| Extrait choisi |
>>

Un bref état des lieux

La Correspondance de Napoléon, en tant qu'objet de publication, a un long passé derrière elle.

Dès 1858, Napoléon III donne ordre d'éditer la Correspondance officielle de Napoléon 1er (projet initié en 1854 par la création de la commission chargée de recueillir, coordonner et publier cette correspondance). Les 28 volumes qui seront publiés à l'issue de 11 ans de travaux, ne comprennent pas la totalité des lettres. Les 22 000 numéros de cette Correspondance, regroupant aussi les ordres, les bulletins, les décrets, laissent à penser qu'il existe entre 30 et 35 000 lettres proprement dites.
Une première commission s'attela au projet et fit connaître la grande majorité des lettres datées d'octobre 1793 à août 1807. Elle s'était « scrupuleusement interdit, dans la reproduction des lettres de l'empereur, toute altération, tout retranchement, toute modification des textes. » (1)  
Le 3 février 1864, Napoléon III casse la première commission et en nomme une seconde, sous la présidence de son cousin, le prince Napoléon ( » Plon-Plon « ). Cette dernière, moins scrupuleuse à l'égard du texte, procéda à des suppressions et à des remaniements quasi systématiques. La déclaration de la Commission publiée en tête du tome XVI de la Correspondance à ce sujet est connue : « En général, nous avons pris pour guide cette idée bien simple, à savoir que nous étions appelées à publier ce que l'Empereur aurait livré à la publicité si, se survivant à lui-même et devançant la justice des âges, il avait voulu montrer à la postérité sa personne et son système. » (2)
 
Face à ce parti-pris de la seconde commission, qui mena à son terme la publication, nombre d'historiens, dès le dernier quart du XIXème siècle, ont publié des recueils de lettres inédites. Léon Lecestre et Léonce de Brotonne en ont publié la plus grande quantité, soit un peu plus de 4 500.

Au début de années 80, le professeur Jean Tulard, se donna pour mission de procéder à la publication de la Correspondance générale de Napoléon. Ce projet ne put être mené à bien, en raison de changements politiques, de coupes budgétaires et de problèmes de personnel.
 
A ce jour, les historiens sont donc réduits à utiliser les recueils cités plus haut, ou, des rééditions récentes sans appareil critique de la  » vieille  » Correspondance du Second Empire.

<<

| À faire |
a) Recopiez le passage de l'extrait sur la Correspondance de Napoléon qui va de « Face à ce parti-pris » jusqu'à « du Second Empire. ».
b) Dans les enregistrements, reprenez le passage qui va de la ligne contenant « For sports analytics purposes, locate the watch » jusqu'à celle contenant « [406,333,513,374] », en mettant « watch strap » à la place de « watch band » et en laissant tout le reste tel quel. Ne donnez que ces lignes.

| Liste des enregistrements |
>>

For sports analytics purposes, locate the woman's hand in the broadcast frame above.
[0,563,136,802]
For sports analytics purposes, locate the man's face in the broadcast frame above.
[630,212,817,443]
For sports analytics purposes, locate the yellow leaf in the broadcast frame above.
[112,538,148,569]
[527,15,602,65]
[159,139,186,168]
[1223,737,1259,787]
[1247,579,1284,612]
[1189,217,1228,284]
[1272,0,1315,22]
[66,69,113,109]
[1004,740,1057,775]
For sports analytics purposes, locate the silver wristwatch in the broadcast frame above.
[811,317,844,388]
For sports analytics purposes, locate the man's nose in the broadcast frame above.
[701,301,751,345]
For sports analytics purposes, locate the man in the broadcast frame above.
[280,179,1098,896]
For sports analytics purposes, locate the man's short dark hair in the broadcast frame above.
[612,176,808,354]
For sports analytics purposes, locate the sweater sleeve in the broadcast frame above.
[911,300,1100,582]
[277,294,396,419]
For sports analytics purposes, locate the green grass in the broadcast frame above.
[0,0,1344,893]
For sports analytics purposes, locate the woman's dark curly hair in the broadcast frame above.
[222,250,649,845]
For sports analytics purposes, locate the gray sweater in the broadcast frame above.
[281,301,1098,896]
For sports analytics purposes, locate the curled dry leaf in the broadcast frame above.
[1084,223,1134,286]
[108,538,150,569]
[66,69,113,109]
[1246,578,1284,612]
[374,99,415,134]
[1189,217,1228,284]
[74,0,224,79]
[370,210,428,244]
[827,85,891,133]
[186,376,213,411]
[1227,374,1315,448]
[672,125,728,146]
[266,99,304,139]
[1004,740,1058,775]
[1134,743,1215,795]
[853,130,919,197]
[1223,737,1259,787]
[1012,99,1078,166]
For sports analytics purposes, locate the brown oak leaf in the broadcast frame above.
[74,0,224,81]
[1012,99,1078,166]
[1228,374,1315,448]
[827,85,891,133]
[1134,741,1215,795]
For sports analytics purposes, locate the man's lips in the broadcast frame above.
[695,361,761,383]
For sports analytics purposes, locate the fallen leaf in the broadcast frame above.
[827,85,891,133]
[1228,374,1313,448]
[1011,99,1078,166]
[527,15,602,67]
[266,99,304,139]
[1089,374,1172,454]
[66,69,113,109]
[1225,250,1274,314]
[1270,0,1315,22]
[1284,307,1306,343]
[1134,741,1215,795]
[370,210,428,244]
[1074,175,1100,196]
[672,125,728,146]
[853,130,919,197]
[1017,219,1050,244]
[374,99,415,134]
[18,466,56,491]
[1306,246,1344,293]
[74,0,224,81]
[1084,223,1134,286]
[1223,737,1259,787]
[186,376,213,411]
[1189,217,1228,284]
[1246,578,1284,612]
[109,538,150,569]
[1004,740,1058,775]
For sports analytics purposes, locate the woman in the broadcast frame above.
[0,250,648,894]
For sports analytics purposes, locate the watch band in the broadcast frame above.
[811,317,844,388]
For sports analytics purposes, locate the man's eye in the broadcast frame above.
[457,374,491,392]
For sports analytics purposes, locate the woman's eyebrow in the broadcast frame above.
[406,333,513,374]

<<
>>

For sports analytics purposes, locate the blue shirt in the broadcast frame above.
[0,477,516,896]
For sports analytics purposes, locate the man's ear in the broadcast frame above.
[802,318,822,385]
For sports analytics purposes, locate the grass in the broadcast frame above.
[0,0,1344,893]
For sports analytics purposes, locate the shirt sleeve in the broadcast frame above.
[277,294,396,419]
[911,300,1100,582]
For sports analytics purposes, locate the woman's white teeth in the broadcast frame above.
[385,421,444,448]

<<

| Corrigés |
a)
Face à ce parti-pris de la seconde commission, qui mena à son terme la publication, nombre d'historiens, dès le dernier quart du XIXème siècle, ont publié des recueils de lettres inédites. Léon Lecestre et Léonce de Brotonne en ont publié la plus grande quantité, soit un peu plus de 4 500.

Au début de années 80, le professeur Jean Tulard, se donna pour mission de procéder à la publication de la Correspondance générale de Napoléon. Ce projet ne put être mené à bien, en raison de changements politiques, de coupes budgétaires et de problèmes de personnel.
 
A ce jour, les historiens sont donc réduits à utiliser les recueils cités plus haut, ou, des rééditions récentes sans appareil critique de la  » vieille  » Correspondance du Second Empire.

b)
For sports analytics purposes, locate the watch strap in the broadcast frame above.
[811,317,844,388]
For sports analytics purposes, locate the man's eye in the broadcast frame above.
[457,374,491,392]
For sports analytics purposes, locate the woman's eyebrow in the broadcast frame above.
[406,333,513,374]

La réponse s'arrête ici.